> [WHAT THE TASK ASKS] Every record below should be retyped exactly, and no picture should appear in the copy.
*** Block opens ***
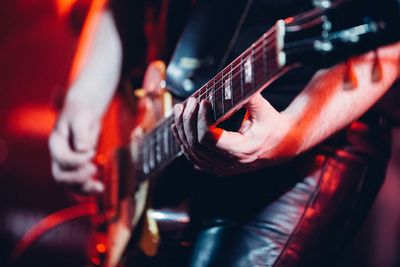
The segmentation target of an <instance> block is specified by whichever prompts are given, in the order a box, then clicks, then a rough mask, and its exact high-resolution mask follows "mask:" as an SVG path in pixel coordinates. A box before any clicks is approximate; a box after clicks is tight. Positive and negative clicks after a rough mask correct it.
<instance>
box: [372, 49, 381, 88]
mask: <svg viewBox="0 0 400 267" xmlns="http://www.w3.org/2000/svg"><path fill="white" fill-rule="evenodd" d="M382 76H383V69H382V64H381V60H380V58H379V54H378V50H377V49H375V50H374V63H373V65H372V74H371V80H372V82H374V83H376V82H379V81H380V80H382Z"/></svg>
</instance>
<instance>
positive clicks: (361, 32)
mask: <svg viewBox="0 0 400 267" xmlns="http://www.w3.org/2000/svg"><path fill="white" fill-rule="evenodd" d="M313 4H314V6H315V9H313V10H311V11H309V12H306V13H303V14H301V15H298V16H295V17H291V18H288V19H286V20H285V38H284V46H283V52H285V55H286V63H287V64H288V65H289V64H296V63H300V64H304V65H313V66H318V67H327V66H330V65H332V64H335V63H337V62H340V61H341V60H343V59H345V58H347V57H349V56H351V55H356V54H361V53H363V52H366V51H368V50H371V49H373V48H376V47H378V46H380V45H384V44H389V43H392V42H394V41H396V40H399V39H400V1H399V0H380V1H376V0H336V1H330V0H313Z"/></svg>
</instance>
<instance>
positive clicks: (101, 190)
mask: <svg viewBox="0 0 400 267" xmlns="http://www.w3.org/2000/svg"><path fill="white" fill-rule="evenodd" d="M93 188H94V189H95V190H96V192H98V193H102V192H103V191H104V185H103V184H102V183H100V182H96V183H95V184H94V185H93Z"/></svg>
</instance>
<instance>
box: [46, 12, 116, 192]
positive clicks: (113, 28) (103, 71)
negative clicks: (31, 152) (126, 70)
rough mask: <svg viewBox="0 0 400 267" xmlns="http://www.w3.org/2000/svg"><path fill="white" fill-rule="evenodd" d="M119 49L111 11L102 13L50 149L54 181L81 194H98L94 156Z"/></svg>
mask: <svg viewBox="0 0 400 267" xmlns="http://www.w3.org/2000/svg"><path fill="white" fill-rule="evenodd" d="M121 61H122V46H121V41H120V38H119V35H118V32H117V29H116V25H115V22H114V19H113V17H112V14H111V12H110V11H108V10H105V11H103V13H102V14H101V17H100V21H99V23H98V26H97V29H96V31H95V33H94V36H93V40H92V42H91V47H90V51H89V53H88V55H87V57H86V59H85V62H84V64H83V68H82V70H81V72H80V73H79V75H78V77H77V78H76V80H75V81H74V82H73V83H72V84H71V86H70V88H69V91H68V93H67V96H66V98H65V101H64V106H63V109H62V110H61V112H60V115H59V118H58V121H57V124H56V126H55V128H54V129H53V131H52V133H51V135H50V139H49V148H50V154H51V159H52V173H53V176H54V178H55V180H56V181H58V182H61V183H65V184H70V185H76V186H78V187H79V189H80V190H82V191H84V192H88V193H90V192H101V191H102V190H103V185H102V184H101V183H100V182H99V181H96V180H95V179H94V175H95V173H96V168H95V166H94V164H93V163H92V162H91V159H92V157H93V155H94V152H95V148H96V144H97V140H98V135H99V131H100V127H101V120H102V116H103V114H104V112H105V110H106V109H107V107H108V104H109V103H110V101H111V99H112V96H113V94H114V92H115V89H116V87H117V84H118V81H119V76H120V70H121Z"/></svg>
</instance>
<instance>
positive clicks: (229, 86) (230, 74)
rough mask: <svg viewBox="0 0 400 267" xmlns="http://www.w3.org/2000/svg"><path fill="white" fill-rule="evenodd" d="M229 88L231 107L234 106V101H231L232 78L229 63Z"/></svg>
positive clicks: (231, 68) (232, 92)
mask: <svg viewBox="0 0 400 267" xmlns="http://www.w3.org/2000/svg"><path fill="white" fill-rule="evenodd" d="M229 90H230V94H231V105H232V106H231V107H233V106H234V101H233V96H234V93H233V79H232V65H231V70H230V71H229Z"/></svg>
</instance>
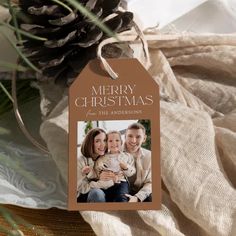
*** Block closes ***
> [RESULT]
The segmentation target of an <instance> block is specified by whichever prompts are given, in the order a box, then clicks, then a rough mask, and its exact high-resolution mask follows "mask:" as an SVG path in pixel coordinates. A box before any clicks is approximate; a box after clicks is tight. Positive and negative clicks after a rough mask correct it.
<instance>
box: [372, 49, 381, 88]
mask: <svg viewBox="0 0 400 267" xmlns="http://www.w3.org/2000/svg"><path fill="white" fill-rule="evenodd" d="M382 76H383V69H382V64H381V60H380V58H379V54H378V50H377V49H375V50H374V63H373V65H372V74H371V80H372V82H374V83H376V82H379V81H380V80H382Z"/></svg>
</instance>
<instance>
positive clicks: (361, 32)
mask: <svg viewBox="0 0 400 267" xmlns="http://www.w3.org/2000/svg"><path fill="white" fill-rule="evenodd" d="M313 4H314V6H315V9H313V10H311V11H309V12H306V13H303V14H301V15H298V16H295V17H291V18H288V19H286V20H285V38H284V46H283V52H285V55H286V63H287V64H288V65H289V64H296V63H300V64H304V65H313V66H318V67H327V66H330V65H332V64H335V63H337V62H340V61H341V60H343V59H345V58H347V57H349V56H351V55H356V54H361V53H363V52H366V51H368V50H371V49H373V48H376V47H378V46H380V45H384V44H389V43H392V42H394V41H396V40H399V39H400V1H399V0H380V1H376V0H336V1H330V0H313Z"/></svg>
</instance>
<instance>
positive clicks: (101, 190)
mask: <svg viewBox="0 0 400 267" xmlns="http://www.w3.org/2000/svg"><path fill="white" fill-rule="evenodd" d="M93 188H94V189H95V190H96V192H98V193H102V192H103V191H104V185H103V184H102V183H100V182H96V183H95V184H94V185H93Z"/></svg>
</instance>
<instance>
box: [46, 12, 116, 192]
positive clicks: (113, 28) (103, 71)
negative clicks: (31, 152) (126, 70)
rough mask: <svg viewBox="0 0 400 267" xmlns="http://www.w3.org/2000/svg"><path fill="white" fill-rule="evenodd" d="M119 49L111 11L102 13L50 149L54 181L81 194H98L94 156Z"/></svg>
mask: <svg viewBox="0 0 400 267" xmlns="http://www.w3.org/2000/svg"><path fill="white" fill-rule="evenodd" d="M121 61H122V46H121V41H120V38H119V35H118V32H117V29H116V25H115V22H114V19H113V17H112V14H111V12H110V11H108V10H105V11H103V13H102V14H101V17H100V21H99V23H98V26H97V29H96V31H95V33H94V36H93V40H92V42H91V47H90V51H89V53H88V55H87V57H86V59H85V62H84V64H83V68H82V70H81V72H80V73H79V75H78V77H77V78H76V80H75V81H74V82H73V83H72V84H71V86H70V88H69V91H68V93H67V96H66V98H65V101H64V106H63V109H62V110H61V112H60V115H59V118H58V121H57V124H56V126H55V128H54V129H53V131H52V133H51V135H50V139H49V148H50V154H51V159H52V173H53V176H54V178H55V180H56V181H58V182H61V183H65V184H70V185H76V186H78V187H79V189H80V190H82V191H84V192H88V193H90V192H101V191H102V190H103V185H102V184H101V183H100V182H99V181H96V180H95V179H94V175H95V173H96V168H95V166H94V164H93V163H92V162H91V159H92V157H93V155H94V152H95V148H96V144H97V140H98V135H99V131H100V127H101V120H102V116H103V114H104V112H105V110H106V109H107V107H108V104H109V103H110V101H111V99H112V96H113V94H114V92H115V89H116V87H117V84H118V81H119V76H120V70H121Z"/></svg>
</instance>
<instance>
positive clicks: (229, 86) (230, 74)
rough mask: <svg viewBox="0 0 400 267" xmlns="http://www.w3.org/2000/svg"><path fill="white" fill-rule="evenodd" d="M229 88L231 107L234 106V101H231L232 78L229 63Z"/></svg>
positive clicks: (231, 68) (232, 92)
mask: <svg viewBox="0 0 400 267" xmlns="http://www.w3.org/2000/svg"><path fill="white" fill-rule="evenodd" d="M229 90H230V94H231V105H232V106H231V107H233V106H234V101H233V96H234V93H233V79H232V65H231V70H230V71H229Z"/></svg>
</instance>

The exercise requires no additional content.